### Dataset excerpts

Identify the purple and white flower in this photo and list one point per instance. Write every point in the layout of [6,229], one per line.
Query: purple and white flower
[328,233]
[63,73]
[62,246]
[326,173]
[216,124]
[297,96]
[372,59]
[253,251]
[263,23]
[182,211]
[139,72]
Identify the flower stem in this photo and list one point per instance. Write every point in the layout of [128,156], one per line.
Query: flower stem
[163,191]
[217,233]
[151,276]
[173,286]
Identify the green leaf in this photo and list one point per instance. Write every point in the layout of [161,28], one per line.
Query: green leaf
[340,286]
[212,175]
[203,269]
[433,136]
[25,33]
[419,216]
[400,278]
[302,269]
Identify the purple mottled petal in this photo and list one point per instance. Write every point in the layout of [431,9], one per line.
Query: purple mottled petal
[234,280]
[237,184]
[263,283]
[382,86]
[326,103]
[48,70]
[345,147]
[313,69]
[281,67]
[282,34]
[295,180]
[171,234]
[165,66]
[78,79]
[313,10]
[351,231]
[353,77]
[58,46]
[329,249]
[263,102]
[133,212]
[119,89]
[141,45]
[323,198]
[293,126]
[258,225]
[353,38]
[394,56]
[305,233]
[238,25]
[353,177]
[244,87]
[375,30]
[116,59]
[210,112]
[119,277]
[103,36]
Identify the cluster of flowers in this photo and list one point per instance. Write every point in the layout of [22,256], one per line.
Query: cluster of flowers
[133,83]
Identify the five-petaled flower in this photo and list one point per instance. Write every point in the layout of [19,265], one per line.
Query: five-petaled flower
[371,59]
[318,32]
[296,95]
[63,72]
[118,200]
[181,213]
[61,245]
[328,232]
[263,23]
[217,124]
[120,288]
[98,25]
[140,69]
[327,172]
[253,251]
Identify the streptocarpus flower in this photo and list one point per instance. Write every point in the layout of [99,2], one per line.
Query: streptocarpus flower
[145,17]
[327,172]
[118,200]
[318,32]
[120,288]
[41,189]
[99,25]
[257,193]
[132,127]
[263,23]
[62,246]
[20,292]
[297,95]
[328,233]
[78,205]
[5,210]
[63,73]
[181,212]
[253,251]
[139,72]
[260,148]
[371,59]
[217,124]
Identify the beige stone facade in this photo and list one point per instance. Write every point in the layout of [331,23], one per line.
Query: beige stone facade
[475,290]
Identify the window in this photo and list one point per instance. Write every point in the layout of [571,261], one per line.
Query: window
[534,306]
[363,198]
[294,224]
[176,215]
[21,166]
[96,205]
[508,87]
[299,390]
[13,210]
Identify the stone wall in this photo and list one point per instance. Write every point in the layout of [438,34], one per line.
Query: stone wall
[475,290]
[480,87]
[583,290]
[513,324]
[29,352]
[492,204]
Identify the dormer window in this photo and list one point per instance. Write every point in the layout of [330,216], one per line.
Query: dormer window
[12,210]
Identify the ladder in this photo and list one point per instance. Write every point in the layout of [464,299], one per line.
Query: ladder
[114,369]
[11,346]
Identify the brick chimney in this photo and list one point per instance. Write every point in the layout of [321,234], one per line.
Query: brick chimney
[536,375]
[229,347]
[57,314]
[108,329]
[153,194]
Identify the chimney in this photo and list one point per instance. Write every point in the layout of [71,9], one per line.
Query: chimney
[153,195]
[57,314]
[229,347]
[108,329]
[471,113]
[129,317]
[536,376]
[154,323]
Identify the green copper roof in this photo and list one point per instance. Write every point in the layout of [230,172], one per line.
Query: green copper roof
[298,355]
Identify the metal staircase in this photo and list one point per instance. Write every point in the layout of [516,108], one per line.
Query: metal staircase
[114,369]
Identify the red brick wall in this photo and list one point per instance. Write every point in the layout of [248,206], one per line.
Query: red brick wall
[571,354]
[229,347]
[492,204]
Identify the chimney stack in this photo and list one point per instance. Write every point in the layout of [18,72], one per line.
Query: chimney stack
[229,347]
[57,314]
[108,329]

### What is needed
Nothing but the lines from the top of the records down to the line with "Identify the flower" belongs in the answer; repeat them exactly.

### Task output
Identify the purple and white flower in this photo and list one point per instance. Write every point in the layout of [6,229], one per line.
Query: purple and white flower
[328,233]
[63,73]
[62,246]
[326,173]
[216,124]
[297,96]
[372,59]
[253,251]
[263,23]
[182,211]
[139,72]
Identify the flower stem in this photo and list one point per instance. Write every point in the layout of [128,156], one per line.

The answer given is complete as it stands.